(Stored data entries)
————————

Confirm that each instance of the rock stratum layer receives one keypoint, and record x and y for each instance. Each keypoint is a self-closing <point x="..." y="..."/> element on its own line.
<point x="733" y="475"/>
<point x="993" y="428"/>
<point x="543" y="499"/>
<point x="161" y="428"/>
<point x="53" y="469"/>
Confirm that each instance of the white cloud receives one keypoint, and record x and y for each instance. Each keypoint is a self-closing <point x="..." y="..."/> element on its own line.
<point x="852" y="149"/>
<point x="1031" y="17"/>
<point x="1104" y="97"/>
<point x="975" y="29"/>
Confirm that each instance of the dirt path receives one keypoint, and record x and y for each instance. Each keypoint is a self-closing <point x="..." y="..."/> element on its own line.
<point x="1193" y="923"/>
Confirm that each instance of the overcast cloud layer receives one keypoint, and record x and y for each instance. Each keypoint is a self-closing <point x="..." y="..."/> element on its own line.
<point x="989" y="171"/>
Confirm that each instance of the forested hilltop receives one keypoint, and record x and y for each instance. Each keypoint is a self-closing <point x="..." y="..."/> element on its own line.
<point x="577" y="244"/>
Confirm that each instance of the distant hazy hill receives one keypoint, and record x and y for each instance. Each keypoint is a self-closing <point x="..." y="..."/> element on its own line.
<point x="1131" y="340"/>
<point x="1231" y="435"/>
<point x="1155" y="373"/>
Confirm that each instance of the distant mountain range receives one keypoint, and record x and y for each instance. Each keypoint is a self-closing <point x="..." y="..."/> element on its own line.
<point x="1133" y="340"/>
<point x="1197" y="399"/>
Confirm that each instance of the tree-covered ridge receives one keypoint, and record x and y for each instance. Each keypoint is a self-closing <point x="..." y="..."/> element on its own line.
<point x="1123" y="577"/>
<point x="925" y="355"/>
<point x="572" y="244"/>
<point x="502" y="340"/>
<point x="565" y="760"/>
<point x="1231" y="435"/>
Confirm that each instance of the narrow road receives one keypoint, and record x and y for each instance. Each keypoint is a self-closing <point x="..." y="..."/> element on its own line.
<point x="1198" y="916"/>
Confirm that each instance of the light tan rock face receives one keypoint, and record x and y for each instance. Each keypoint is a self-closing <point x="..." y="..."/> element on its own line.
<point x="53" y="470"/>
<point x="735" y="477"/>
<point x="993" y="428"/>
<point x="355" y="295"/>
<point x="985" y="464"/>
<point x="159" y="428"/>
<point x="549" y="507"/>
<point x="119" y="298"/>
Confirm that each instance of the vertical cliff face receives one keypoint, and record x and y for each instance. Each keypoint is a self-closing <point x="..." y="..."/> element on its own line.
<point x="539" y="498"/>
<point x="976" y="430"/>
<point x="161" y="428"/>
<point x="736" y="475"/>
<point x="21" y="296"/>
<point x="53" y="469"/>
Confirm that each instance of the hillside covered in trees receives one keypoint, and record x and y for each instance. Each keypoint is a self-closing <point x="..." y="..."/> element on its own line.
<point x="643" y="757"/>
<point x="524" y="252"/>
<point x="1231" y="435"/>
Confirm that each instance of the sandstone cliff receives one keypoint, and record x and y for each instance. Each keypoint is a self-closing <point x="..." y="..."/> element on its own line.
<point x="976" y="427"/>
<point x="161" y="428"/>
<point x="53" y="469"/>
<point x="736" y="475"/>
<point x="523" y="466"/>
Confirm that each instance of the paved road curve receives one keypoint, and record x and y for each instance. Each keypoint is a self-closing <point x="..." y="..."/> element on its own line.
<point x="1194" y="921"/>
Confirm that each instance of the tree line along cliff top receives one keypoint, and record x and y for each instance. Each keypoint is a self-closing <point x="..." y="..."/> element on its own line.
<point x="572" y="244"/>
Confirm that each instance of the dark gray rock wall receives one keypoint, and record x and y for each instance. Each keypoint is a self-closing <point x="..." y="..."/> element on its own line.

————————

Problem statement — Retype the entries word for word.

Answer space —
Confirm that each instance of the rock stratum layer receives one keypoint, and record x and y for each instance. Each keypoint is a self-closing <point x="..." y="..."/> element on its own line.
<point x="733" y="475"/>
<point x="993" y="428"/>
<point x="543" y="499"/>
<point x="161" y="428"/>
<point x="53" y="469"/>
Confirm that each instance of the white cloud receives one keypoint, and record x and y for each instance. Each keypoint is a self-closing <point x="..." y="..."/> element on its own line.
<point x="852" y="149"/>
<point x="1031" y="17"/>
<point x="1104" y="97"/>
<point x="975" y="29"/>
Confirm that each instance of the dirt path receives one keypoint, and record x and y for each instance. Each keypoint is a self-closing <point x="..." y="..."/> element on its own line.
<point x="1193" y="923"/>
Confirm that each instance of the overcast cloud layer receives one keypoint, and record x and y for each instance. Each keypoint is a self-closing <point x="..." y="..."/> element on its own line.
<point x="989" y="171"/>
Confirm that each instance of the forested hilltop receives one keypoint, and record x and y for each instance. Each keypoint is a self-closing <point x="..." y="..."/> element on its own line.
<point x="577" y="244"/>
Confirm that each instance of the distant hazy hill receives one keypoint, and record x and y for each instance. Each keypoint is a self-closing <point x="..." y="..."/> element on its own line.
<point x="1131" y="340"/>
<point x="1231" y="435"/>
<point x="1155" y="373"/>
Confirm that each instance of the distant mountain range receives one keypoint, and record x and y for each instance. Each keypoint is a self-closing <point x="..." y="..."/> element on its own line.
<point x="1133" y="340"/>
<point x="1197" y="399"/>
Confirm that each instance of the tree-covered ridge receives one keypoint, and record x and y for each instance. Each keypoint is a self-closing <point x="..." y="..."/> element on its own line.
<point x="1123" y="577"/>
<point x="925" y="355"/>
<point x="572" y="244"/>
<point x="502" y="340"/>
<point x="565" y="760"/>
<point x="1231" y="435"/>
Confirm that each instance of the narrow road receives one keypoint, and record x and y for each instance. Each keypoint is a self-closing <point x="..." y="..."/> element on its own line.
<point x="1198" y="916"/>
Confirm that each instance of the light tan rock face receives one keypoint, and record x and y for each instance. Each keypoint is a self-closing <point x="..." y="..."/> element on its own line.
<point x="53" y="470"/>
<point x="735" y="477"/>
<point x="993" y="428"/>
<point x="355" y="295"/>
<point x="985" y="464"/>
<point x="159" y="428"/>
<point x="549" y="507"/>
<point x="119" y="298"/>
Confirm that each instance of the vertical cliff face receives one keypoint, and record x and y for each instance. Each keypoint is a self-closing <point x="..." y="..."/> element on its own line.
<point x="539" y="498"/>
<point x="976" y="430"/>
<point x="161" y="428"/>
<point x="736" y="475"/>
<point x="21" y="296"/>
<point x="53" y="469"/>
Confirm that each instance of the hillside covered in trees receives one keypoint, and record x and y for each instance. Each keypoint is a self-closing <point x="..." y="..."/> element on its own line.
<point x="643" y="757"/>
<point x="524" y="252"/>
<point x="1231" y="435"/>
Confirm that each instance of the sandstone cliff receives one keypoint, and record x and y for each instance. Each keypoint is a self-closing <point x="..." y="..."/> element on its own line.
<point x="976" y="427"/>
<point x="161" y="428"/>
<point x="53" y="469"/>
<point x="736" y="475"/>
<point x="523" y="466"/>
Confirm that each instance of the paved road curve receives one keypoint, and record x and y for each instance. Each keypoint is a self-closing <point x="..." y="..."/> element on its own line.
<point x="1194" y="921"/>
Confirm that each instance of the tree line along cliff top receives one keypoint, and record x and y for each instance. Each keypoint is a self-closing <point x="..." y="..."/> element on its own line.
<point x="572" y="244"/>
Confirm that each instance of the dark gray rock wall receives one keypoint, and record x and y for each instance. Each keypoint is a self-closing <point x="..." y="..."/> element on its own line.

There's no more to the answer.